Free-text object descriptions
'''

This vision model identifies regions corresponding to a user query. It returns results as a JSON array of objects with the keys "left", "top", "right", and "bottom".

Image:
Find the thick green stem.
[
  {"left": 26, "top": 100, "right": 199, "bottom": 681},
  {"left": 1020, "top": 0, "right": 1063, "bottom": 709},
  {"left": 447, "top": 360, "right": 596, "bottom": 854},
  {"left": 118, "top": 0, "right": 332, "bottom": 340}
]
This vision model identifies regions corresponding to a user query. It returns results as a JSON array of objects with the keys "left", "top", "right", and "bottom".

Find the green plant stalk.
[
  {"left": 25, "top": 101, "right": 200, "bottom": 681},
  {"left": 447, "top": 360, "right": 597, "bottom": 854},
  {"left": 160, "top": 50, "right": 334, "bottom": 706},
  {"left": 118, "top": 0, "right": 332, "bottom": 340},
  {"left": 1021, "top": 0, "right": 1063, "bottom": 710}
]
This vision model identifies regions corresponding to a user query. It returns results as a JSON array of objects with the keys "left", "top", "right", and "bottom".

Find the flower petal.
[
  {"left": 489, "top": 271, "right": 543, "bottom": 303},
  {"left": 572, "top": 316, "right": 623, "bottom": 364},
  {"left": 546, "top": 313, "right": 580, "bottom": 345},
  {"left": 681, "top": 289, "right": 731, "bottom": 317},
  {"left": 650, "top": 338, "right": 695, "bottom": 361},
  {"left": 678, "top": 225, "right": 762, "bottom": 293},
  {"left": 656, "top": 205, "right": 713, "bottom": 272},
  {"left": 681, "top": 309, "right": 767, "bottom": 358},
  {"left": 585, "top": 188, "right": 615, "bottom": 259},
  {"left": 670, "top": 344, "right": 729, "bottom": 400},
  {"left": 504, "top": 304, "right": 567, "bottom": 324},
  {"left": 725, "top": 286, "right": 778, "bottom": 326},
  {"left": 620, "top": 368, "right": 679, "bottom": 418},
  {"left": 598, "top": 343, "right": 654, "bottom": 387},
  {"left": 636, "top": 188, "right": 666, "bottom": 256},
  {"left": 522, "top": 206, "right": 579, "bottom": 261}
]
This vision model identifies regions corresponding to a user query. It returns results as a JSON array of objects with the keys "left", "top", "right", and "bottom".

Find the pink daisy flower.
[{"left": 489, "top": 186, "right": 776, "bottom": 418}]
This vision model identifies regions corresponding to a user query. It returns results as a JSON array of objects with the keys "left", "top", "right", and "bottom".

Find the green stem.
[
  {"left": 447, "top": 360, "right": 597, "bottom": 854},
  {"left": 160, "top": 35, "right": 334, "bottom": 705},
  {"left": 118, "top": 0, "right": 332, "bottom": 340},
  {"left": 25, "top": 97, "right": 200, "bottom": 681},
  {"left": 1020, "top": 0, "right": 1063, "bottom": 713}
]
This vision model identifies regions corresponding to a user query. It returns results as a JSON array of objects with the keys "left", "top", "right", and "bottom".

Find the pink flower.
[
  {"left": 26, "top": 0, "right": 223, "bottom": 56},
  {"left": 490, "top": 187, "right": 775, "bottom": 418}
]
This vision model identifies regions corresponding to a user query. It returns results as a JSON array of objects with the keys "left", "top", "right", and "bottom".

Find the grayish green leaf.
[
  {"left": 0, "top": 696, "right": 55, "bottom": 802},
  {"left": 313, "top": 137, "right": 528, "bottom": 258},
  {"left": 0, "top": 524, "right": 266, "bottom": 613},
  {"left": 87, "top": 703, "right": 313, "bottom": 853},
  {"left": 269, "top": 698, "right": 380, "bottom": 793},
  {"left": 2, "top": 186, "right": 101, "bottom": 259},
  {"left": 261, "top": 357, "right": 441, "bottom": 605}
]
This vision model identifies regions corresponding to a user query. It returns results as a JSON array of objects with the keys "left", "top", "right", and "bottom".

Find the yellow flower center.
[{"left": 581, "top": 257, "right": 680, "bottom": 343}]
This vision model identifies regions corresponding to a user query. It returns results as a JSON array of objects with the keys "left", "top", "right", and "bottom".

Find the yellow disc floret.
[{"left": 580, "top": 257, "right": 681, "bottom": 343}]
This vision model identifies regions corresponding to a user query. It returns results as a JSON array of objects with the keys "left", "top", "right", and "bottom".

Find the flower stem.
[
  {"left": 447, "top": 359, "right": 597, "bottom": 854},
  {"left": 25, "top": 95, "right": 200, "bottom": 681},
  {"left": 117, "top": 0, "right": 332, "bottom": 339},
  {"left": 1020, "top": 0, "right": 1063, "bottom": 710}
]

'''

_Work to be completed_. Please return all of the entries exactly as they were given.

_Reply to the task_.
This vision model identifies regions corresponding to a user query. It returns results as a JSON array of objects with the keys "left", "top", "right", and "bottom".

Image:
Find the thick green stem.
[
  {"left": 26, "top": 100, "right": 199, "bottom": 681},
  {"left": 1020, "top": 0, "right": 1063, "bottom": 709},
  {"left": 447, "top": 360, "right": 596, "bottom": 854},
  {"left": 118, "top": 0, "right": 332, "bottom": 340}
]
This vision model identifies regions corresponding to a user query. It returns results as a JSON array of objects with the keys "left", "top", "right", and "bottom".

Find the green plant stalk.
[
  {"left": 25, "top": 101, "right": 200, "bottom": 681},
  {"left": 447, "top": 360, "right": 597, "bottom": 854},
  {"left": 160, "top": 50, "right": 334, "bottom": 706},
  {"left": 118, "top": 0, "right": 332, "bottom": 340},
  {"left": 1021, "top": 0, "right": 1063, "bottom": 710}
]
This vision model identifies regions corresponding to a user query. It returns results as a JSON array of objects with the keys "left", "top", "right", and "bottom".

Find the flower petal.
[
  {"left": 489, "top": 271, "right": 543, "bottom": 303},
  {"left": 572, "top": 316, "right": 623, "bottom": 364},
  {"left": 546, "top": 313, "right": 580, "bottom": 345},
  {"left": 681, "top": 289, "right": 731, "bottom": 317},
  {"left": 650, "top": 338, "right": 695, "bottom": 361},
  {"left": 678, "top": 225, "right": 762, "bottom": 293},
  {"left": 656, "top": 205, "right": 713, "bottom": 272},
  {"left": 681, "top": 309, "right": 767, "bottom": 358},
  {"left": 585, "top": 188, "right": 615, "bottom": 259},
  {"left": 670, "top": 344, "right": 729, "bottom": 400},
  {"left": 504, "top": 304, "right": 567, "bottom": 324},
  {"left": 725, "top": 286, "right": 778, "bottom": 326},
  {"left": 620, "top": 368, "right": 679, "bottom": 418},
  {"left": 598, "top": 343, "right": 654, "bottom": 387},
  {"left": 636, "top": 188, "right": 666, "bottom": 256},
  {"left": 522, "top": 206, "right": 579, "bottom": 261}
]
This vision model identifies regions corresponding to a user query. It returns results as a JSON array of objects with the keys "left", "top", "right", and "bottom".

Find the pink daisy flower.
[{"left": 489, "top": 186, "right": 776, "bottom": 418}]
This vision model identifies regions corresponding to a user query. It returns results as a JSON array of objects with the keys "left", "top", "right", and "bottom".

Find the green stem.
[
  {"left": 447, "top": 360, "right": 597, "bottom": 854},
  {"left": 160, "top": 35, "right": 334, "bottom": 705},
  {"left": 118, "top": 0, "right": 332, "bottom": 340},
  {"left": 25, "top": 97, "right": 200, "bottom": 681},
  {"left": 1020, "top": 0, "right": 1063, "bottom": 713}
]
This vision model identifies regions corresponding to a user query. It returns results as a JSON array of objects with the keys "left", "top", "right", and "bottom".

Find the pink flower.
[
  {"left": 26, "top": 0, "right": 223, "bottom": 56},
  {"left": 490, "top": 187, "right": 775, "bottom": 418}
]
This vision model identifies regions corresponding to a user query. It returns results as a JSON array of objects with the keys "left", "top", "right", and "bottom".

Find the grayish green leaf.
[
  {"left": 0, "top": 696, "right": 55, "bottom": 802},
  {"left": 313, "top": 137, "right": 528, "bottom": 258},
  {"left": 0, "top": 524, "right": 266, "bottom": 613},
  {"left": 87, "top": 703, "right": 313, "bottom": 853},
  {"left": 269, "top": 698, "right": 380, "bottom": 793},
  {"left": 2, "top": 186, "right": 101, "bottom": 259},
  {"left": 261, "top": 357, "right": 441, "bottom": 605}
]
This vision model identifies regions corresponding to a user query. It returns results as a JSON array of objects with the keys "left", "top", "right", and "bottom".

Find the yellow flower center.
[{"left": 581, "top": 257, "right": 680, "bottom": 343}]
This vision model identifies regions corresponding to a user query. It returns results as a JSON array of objects with the keys "left", "top", "right", and "bottom".

Find the yellow disc floret.
[{"left": 580, "top": 257, "right": 681, "bottom": 343}]
This vision model identifies regions corresponding to a user query. It returns results as a JSON array of objects with the keys "left", "top", "right", and "bottom".

Find the flower stem.
[
  {"left": 447, "top": 359, "right": 597, "bottom": 854},
  {"left": 25, "top": 95, "right": 200, "bottom": 681},
  {"left": 117, "top": 0, "right": 332, "bottom": 339},
  {"left": 1020, "top": 0, "right": 1063, "bottom": 710}
]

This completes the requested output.